§ **やること**
読む文章のうち、「まずは、事業に絡む負債ではな」から「であり勉強になるといえます。」までの部分を、一字も変えずにそのまま返してください。

ご相談をした専門家は、当たり前の様に『破産をするしかないでしょう・・・』と口にされたそうです。

しかし、その経営者は、未だ諦めきれずに私共にご相談に来られたのですが、持参された財務資料などを拝見してビックリ・・・。

たしかに資金繰りは厳しいですが、我々の捉え方では健全に近いレベルの財務内容で、リスケジュールにさえ着手していません。

事業の展開がまだまだ可能な状況なのに、その専門家は、一体何を根拠に破産を唯一の選択肢としたのでしょうか。



私も、販売促進が、難しくなりました。

事業再生や経営危機打開の分野においても、販促手段が多様化したのかもしれません。

私共も、4年ほど前から、新たな販促手段として、勧められるままにYouTubeを始めました。

事業再生や経営危機打開に関する内容を、10分程度でご紹介するのですが、アナログな私には何もかもが難しかったといえます。

随分と手間暇かけて準備し、緊張しながら撮影して動画をアップするのですが、そんな努力が簡単に結果につながる筈もありません。

無駄なことかもと思いながらも継続し、2年ほど前より、YouTubeを見られた方から徐々にお問い合わせをいただくようになりました。

そして、公式LINEと連動をさせることで、お問い合わせ件数も確実に増加してきたようです。

しかし、この新たな販促手段の活用からいただくお問い合わせには、今までとは異なる点があります。

まずは、事業に絡む負債ではなく、個人の生活に関する借り入れによる負債が多いということ。

そして、破産への取り組みを前提としたお問い合わせが多いということになります。

今までは、ほぼ事業者とのご相談であり、破産をしないための取り組みでしたから、私にとって、これらのお問い合わせは新鮮であり勉強になるといえます。

ただ、事業者の債務への対応と比較すると、知識や考え方が20年ほど遅れているように感じてしまいます。


YouTubeから公式LINEを通していただいたお問い合わせについて、考え方も添えて、特徴的な2件の事例をご紹介させていただきます。

 事 例 

『半年後位を目処に、会社の破産を検討しています。
破産までにできる事等をアドバイスしてください。』

この様な内容のお問い合わせをいただきました。

私は法律家ではないので、経営コンサルタントとしての立場から、より具体的な内容についてご質問をさせていただくと、以下のような事情であることが分かりました。

本業は小売業だが業績が低迷しているので、事業再構築補助金を活用して飲食関係を起業した。

本業の小売業は赤字が続き、飲食関係業は順調に推移し黒字が確保できており、全体での年間利益はトントンの状況。

§ **データの中身**

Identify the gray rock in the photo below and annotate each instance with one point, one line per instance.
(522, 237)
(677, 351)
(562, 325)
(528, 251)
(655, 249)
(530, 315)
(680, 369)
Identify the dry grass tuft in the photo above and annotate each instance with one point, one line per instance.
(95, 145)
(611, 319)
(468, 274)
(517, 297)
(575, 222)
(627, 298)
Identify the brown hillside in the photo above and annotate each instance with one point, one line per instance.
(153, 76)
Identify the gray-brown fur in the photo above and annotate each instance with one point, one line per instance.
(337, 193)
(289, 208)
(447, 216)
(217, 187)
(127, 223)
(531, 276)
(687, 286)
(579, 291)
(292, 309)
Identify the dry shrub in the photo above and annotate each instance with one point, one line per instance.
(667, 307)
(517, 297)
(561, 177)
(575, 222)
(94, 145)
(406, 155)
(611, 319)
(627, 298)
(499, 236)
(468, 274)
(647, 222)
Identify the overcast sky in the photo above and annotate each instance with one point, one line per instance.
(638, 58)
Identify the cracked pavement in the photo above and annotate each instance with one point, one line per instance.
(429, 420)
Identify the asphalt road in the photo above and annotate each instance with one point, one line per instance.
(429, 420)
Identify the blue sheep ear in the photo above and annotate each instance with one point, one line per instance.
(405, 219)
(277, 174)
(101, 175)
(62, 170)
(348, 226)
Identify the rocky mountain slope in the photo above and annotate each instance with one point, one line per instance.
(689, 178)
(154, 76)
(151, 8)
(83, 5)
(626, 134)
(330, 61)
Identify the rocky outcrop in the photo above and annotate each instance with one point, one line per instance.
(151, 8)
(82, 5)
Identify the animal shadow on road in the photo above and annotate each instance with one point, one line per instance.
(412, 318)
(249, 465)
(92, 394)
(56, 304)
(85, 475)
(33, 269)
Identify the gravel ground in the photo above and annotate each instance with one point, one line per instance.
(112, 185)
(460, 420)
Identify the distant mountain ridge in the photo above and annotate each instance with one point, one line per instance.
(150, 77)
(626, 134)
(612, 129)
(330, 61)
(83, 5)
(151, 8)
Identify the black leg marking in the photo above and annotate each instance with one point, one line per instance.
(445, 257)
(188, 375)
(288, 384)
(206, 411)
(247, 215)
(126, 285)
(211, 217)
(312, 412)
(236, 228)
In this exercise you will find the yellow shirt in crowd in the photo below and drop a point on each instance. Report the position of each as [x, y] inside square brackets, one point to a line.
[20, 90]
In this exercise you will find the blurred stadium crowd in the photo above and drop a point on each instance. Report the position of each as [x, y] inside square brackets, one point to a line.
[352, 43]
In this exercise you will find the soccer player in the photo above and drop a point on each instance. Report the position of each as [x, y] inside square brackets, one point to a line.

§ **答えはこちら**
まずは、事業に絡む負債ではなく、個人の生活に関する借り入れによる負債が多いということ。

そして、破産への取り組みを前提としたお問い合わせが多いということになります。

今までは、ほぼ事業者とのご相談であり、破産をしないための取り組みでしたから、私にとって、これらのお問い合わせは新鮮であり勉強になるといえます。